(Extracted records)
[Start of section]
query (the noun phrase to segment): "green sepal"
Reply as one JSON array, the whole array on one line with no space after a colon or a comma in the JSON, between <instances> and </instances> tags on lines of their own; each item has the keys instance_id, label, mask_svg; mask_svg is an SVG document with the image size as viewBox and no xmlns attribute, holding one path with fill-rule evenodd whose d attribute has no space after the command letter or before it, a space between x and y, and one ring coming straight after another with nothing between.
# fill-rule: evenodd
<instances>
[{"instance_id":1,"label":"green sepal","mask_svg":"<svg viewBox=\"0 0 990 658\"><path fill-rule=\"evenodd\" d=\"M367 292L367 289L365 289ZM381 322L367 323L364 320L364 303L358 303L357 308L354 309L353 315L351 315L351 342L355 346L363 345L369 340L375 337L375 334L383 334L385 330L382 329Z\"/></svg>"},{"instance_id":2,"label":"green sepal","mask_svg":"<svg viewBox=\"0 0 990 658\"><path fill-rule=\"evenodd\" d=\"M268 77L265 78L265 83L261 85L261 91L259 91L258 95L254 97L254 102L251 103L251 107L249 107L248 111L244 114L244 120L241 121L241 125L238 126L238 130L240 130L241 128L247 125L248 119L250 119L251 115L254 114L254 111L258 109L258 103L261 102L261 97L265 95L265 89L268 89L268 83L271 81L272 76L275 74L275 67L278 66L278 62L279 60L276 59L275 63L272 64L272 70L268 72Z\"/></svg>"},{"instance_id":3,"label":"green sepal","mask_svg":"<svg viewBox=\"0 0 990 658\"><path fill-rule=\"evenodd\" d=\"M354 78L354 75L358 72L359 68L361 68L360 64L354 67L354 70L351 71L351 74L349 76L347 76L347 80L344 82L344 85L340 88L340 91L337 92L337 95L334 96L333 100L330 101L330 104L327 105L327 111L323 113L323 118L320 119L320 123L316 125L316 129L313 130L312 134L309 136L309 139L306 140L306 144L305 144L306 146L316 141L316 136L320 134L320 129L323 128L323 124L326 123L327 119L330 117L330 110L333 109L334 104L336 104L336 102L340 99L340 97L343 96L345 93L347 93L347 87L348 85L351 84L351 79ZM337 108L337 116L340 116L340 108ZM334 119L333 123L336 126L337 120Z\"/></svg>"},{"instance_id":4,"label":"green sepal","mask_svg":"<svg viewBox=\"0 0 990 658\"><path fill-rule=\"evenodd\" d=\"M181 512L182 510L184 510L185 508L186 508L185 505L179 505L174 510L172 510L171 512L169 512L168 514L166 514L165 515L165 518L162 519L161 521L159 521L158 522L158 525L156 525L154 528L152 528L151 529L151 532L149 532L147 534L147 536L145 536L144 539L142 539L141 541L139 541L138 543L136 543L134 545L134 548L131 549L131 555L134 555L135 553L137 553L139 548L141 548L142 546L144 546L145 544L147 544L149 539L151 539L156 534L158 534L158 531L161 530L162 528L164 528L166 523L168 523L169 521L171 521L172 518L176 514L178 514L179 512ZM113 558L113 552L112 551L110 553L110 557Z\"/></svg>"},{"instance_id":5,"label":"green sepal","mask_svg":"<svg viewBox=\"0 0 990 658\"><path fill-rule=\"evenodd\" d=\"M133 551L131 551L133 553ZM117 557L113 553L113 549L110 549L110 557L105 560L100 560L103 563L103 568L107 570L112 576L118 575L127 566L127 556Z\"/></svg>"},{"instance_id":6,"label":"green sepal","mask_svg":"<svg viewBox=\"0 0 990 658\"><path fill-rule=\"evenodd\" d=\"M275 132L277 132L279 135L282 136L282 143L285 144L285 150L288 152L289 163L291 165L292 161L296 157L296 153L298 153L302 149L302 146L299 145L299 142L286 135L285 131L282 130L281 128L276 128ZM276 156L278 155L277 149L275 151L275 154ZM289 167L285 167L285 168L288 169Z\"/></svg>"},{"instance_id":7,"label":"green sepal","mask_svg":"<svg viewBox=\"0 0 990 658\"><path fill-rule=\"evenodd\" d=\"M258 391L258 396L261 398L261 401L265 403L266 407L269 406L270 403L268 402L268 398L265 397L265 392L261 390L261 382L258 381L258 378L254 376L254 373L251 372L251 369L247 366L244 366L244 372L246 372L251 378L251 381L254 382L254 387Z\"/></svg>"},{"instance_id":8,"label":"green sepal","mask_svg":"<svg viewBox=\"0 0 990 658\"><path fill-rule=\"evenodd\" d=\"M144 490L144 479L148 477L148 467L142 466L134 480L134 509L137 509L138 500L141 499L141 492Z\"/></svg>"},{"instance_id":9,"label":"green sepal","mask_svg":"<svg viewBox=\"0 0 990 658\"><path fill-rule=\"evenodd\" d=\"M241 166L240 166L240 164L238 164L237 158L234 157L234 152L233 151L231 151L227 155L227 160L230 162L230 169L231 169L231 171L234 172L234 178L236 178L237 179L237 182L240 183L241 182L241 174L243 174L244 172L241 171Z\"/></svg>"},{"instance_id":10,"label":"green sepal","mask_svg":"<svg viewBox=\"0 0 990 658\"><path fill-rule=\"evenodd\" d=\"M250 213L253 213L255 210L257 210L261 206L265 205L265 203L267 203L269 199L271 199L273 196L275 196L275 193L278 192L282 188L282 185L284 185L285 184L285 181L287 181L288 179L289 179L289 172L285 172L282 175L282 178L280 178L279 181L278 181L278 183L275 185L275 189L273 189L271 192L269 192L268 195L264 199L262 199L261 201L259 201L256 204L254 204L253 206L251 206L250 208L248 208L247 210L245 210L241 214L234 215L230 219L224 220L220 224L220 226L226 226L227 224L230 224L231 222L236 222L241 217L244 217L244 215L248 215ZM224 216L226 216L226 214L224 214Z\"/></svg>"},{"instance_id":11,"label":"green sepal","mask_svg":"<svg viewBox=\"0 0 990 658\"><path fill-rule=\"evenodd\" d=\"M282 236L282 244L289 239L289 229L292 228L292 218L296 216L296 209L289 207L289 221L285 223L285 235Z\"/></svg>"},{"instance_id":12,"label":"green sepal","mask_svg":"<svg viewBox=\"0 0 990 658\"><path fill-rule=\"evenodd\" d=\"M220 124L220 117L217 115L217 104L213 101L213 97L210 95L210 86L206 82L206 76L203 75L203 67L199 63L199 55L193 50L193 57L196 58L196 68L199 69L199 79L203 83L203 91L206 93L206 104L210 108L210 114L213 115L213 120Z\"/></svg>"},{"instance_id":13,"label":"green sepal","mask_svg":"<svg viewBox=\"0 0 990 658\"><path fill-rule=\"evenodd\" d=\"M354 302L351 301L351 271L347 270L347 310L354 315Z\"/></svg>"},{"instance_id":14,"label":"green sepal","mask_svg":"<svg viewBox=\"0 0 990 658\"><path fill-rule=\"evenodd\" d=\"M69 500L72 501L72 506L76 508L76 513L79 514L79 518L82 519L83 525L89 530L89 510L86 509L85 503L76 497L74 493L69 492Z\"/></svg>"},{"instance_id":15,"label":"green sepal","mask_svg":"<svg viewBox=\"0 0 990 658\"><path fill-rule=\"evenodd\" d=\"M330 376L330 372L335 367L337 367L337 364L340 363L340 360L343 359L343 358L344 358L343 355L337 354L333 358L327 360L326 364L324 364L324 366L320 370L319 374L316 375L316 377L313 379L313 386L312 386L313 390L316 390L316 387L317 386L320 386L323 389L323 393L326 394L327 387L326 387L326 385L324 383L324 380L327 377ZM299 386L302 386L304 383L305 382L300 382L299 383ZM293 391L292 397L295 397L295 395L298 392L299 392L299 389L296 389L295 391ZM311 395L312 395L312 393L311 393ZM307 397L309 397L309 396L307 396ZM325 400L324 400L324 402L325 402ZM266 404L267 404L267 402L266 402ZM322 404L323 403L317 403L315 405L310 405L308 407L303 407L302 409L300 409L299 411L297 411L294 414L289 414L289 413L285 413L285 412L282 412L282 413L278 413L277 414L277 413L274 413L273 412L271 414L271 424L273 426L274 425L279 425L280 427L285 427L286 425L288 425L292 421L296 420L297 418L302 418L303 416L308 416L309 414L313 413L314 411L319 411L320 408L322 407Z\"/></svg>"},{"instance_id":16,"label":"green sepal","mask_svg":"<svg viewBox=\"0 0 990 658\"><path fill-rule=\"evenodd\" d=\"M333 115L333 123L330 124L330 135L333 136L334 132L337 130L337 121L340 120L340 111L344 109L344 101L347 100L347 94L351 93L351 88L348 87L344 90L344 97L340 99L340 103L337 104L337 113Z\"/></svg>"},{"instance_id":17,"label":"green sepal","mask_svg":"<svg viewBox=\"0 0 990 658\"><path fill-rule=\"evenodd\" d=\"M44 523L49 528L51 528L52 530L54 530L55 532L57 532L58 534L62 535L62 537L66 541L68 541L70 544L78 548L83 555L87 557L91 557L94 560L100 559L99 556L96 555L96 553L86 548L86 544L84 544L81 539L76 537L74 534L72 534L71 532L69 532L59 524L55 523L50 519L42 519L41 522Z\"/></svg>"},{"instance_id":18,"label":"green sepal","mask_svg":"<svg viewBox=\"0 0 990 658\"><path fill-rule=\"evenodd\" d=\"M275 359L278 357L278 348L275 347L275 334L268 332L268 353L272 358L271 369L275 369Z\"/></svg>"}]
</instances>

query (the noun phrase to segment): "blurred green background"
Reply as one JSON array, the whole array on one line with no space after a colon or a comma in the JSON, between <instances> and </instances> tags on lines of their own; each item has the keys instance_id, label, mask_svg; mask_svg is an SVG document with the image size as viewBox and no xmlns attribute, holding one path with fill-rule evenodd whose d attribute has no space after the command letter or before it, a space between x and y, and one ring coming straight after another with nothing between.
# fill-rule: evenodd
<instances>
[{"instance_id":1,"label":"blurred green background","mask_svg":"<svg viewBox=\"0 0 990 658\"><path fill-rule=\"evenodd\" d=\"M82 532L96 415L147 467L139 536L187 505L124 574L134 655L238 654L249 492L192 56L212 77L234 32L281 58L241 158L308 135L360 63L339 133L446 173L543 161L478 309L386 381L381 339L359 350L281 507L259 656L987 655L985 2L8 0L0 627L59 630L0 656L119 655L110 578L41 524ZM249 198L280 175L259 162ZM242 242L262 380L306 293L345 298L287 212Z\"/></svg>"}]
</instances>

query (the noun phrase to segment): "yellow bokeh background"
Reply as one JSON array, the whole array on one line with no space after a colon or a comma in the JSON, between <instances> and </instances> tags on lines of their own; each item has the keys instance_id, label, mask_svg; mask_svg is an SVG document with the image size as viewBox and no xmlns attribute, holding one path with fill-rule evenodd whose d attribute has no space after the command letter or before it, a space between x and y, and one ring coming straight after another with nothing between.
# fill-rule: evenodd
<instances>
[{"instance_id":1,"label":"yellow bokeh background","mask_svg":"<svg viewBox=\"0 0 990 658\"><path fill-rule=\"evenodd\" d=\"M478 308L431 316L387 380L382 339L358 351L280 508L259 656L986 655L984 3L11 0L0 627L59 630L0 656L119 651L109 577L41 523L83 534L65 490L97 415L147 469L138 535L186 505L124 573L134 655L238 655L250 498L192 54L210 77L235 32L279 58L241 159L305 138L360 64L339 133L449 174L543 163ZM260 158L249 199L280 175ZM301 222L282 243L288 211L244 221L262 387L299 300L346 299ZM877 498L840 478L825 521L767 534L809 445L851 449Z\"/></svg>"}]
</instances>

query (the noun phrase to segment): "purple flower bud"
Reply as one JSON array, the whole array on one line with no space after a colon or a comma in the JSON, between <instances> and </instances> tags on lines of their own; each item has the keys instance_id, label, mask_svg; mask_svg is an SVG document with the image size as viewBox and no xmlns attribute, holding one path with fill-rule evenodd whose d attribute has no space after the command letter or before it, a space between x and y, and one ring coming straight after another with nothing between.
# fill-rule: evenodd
[End of section]
Copy each line of the records above that carries the word "noun".

query (the noun phrase to segment): "green sepal"
query (the noun phrase to segment): "blurred green background"
query (the noun phrase to segment): "yellow bokeh background"
query (the noun phrase to segment): "purple flower bud"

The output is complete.